■ SHORT EXERCISE: Below is a block of records: output all of them exactly and leave out the pictures.

■ DATA FOR THIS TASK:
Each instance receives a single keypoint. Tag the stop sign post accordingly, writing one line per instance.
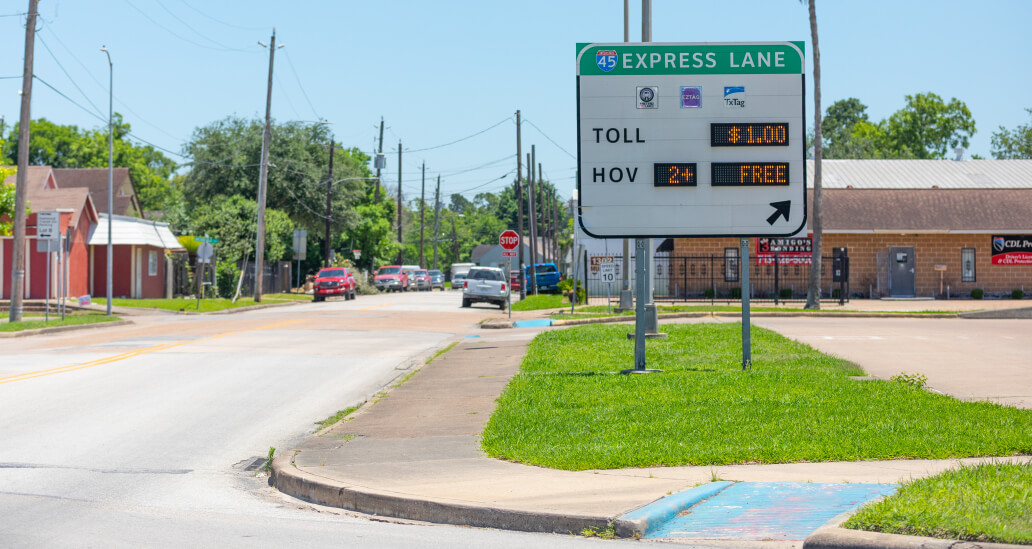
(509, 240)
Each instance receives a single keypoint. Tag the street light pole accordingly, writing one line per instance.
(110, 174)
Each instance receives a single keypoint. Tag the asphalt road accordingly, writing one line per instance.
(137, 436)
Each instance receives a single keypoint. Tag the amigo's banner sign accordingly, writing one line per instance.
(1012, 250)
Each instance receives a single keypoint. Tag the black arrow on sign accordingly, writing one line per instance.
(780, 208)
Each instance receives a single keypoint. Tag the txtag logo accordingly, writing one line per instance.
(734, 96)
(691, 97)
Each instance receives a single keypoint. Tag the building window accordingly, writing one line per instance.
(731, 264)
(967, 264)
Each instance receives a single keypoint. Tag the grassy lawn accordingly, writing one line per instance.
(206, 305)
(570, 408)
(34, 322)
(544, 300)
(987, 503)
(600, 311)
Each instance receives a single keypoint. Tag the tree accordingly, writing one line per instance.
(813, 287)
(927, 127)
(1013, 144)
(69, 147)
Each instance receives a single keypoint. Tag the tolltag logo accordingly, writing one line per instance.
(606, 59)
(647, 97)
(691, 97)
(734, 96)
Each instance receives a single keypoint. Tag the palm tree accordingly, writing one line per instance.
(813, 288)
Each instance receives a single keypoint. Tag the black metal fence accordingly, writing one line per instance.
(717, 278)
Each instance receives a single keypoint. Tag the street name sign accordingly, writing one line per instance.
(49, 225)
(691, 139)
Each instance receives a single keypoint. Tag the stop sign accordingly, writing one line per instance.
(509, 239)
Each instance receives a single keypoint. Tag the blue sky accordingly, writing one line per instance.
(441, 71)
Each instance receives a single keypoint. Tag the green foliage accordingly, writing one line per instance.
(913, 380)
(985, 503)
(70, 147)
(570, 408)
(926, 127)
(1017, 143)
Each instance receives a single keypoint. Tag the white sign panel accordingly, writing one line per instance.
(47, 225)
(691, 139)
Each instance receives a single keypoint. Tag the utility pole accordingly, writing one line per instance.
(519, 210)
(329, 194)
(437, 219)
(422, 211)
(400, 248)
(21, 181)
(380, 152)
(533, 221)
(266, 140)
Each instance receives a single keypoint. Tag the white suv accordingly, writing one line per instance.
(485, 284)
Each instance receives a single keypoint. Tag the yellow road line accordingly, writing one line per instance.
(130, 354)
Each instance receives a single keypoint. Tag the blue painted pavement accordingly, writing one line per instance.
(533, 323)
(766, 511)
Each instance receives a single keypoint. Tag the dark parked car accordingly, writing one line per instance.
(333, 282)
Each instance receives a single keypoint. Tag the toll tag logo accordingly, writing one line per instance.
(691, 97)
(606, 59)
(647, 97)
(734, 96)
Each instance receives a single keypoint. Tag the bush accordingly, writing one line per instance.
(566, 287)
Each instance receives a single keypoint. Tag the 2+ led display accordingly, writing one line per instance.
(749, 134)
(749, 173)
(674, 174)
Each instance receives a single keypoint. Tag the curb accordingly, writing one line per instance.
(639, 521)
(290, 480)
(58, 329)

■ OUTPUT FOR THIS EXERCISE:
Each instance receives a single keypoint. Tag the stop sign post accordingly, writing one line per instance.
(509, 240)
Each instance receives a single keypoint. Tag the street light pole accordingly, writing one line per instance.
(110, 174)
Each instance receives a single keypoint. Tag the asphalt road accordingly, writing one line per instance.
(137, 436)
Each instance receives a single keypoint. Tag the amigo's banner sign accordingly, writing one line per instance.
(1012, 250)
Each instance receives a single keypoint. Tag the black arrow on sign accordingly, writing one line per instance.
(780, 208)
Each instance receives a single keypoint. Tag the txtag logo accordingly, writing one line per instance.
(734, 96)
(691, 97)
Each instance receives a single keypoint. Tag the building window accordingly, writing one line per instance.
(731, 264)
(967, 264)
Each instance receives a single keypoint. Tag the grassy lawn accordingly, writing one line per instance.
(206, 305)
(570, 408)
(34, 322)
(544, 300)
(987, 503)
(600, 311)
Each instance receives a single keypoint. Tag the tree accordingly, writing one line per instance.
(813, 287)
(927, 127)
(1013, 144)
(69, 147)
Each instance receives a single keypoint. Tag the tolltag logo accordingly, writing one line per instance.
(606, 59)
(647, 97)
(691, 97)
(734, 96)
Each instance receives a single keypoint. Tag the palm tree accordingly, writing one line per instance.
(813, 288)
Each instance receives a single keypoint. Tag the black metal fence accordingly, writing one line per instance.
(717, 278)
Each instance receives a single keypoint. Tag the street name sign accordingly, writing one line per instance.
(49, 225)
(691, 139)
Each instance receives a single keypoint. Tag the stop sign accordingly, writing one line per instance.
(509, 239)
Each instance receives a single keypoint. Tag the blue sky accordingly, writing one line per instance.
(441, 71)
Each instance receives a single keypoint. Tag the green foliage accordingly, writing one line per instance.
(913, 380)
(985, 503)
(70, 147)
(570, 408)
(926, 127)
(1017, 143)
Each instance receives a single keypoint. Tag the white sign panel accordingly, writing one line per instance.
(47, 225)
(691, 139)
Each instance receives a single keypoint. Tag the utility pole accordingly, writing one line per instance.
(519, 210)
(329, 194)
(437, 219)
(422, 211)
(400, 248)
(21, 181)
(380, 152)
(533, 221)
(266, 140)
Each instance receives a single keypoint. Tag the white suv accordingly, writing one line per instance.
(485, 284)
Each instance receives a single keypoint. Tag the yellow road line accordingly, writing one line per instance.
(130, 354)
Each instance receives a single keypoint. Tag the blue painted pavement accordingly, writing one line per instance.
(533, 323)
(766, 511)
Each instance receives a single keypoint. Tag the dark parked car accordingly, writing one line per instance.
(333, 282)
Each instance receives a single keypoint. Tag the toll tag logo accordingly, writing one line per instance.
(691, 97)
(606, 59)
(647, 97)
(734, 96)
Each instance receives a single keypoint. Tag the bush accordingly, writing one line per instance.
(566, 287)
Each instance receives a single keypoint. Tag the 2+ led display accordingly, writing one line per instance.
(749, 134)
(749, 173)
(674, 174)
Each instance receives a single keypoint. Tag the curb accordingly, writing one line per instance.
(639, 521)
(290, 480)
(58, 329)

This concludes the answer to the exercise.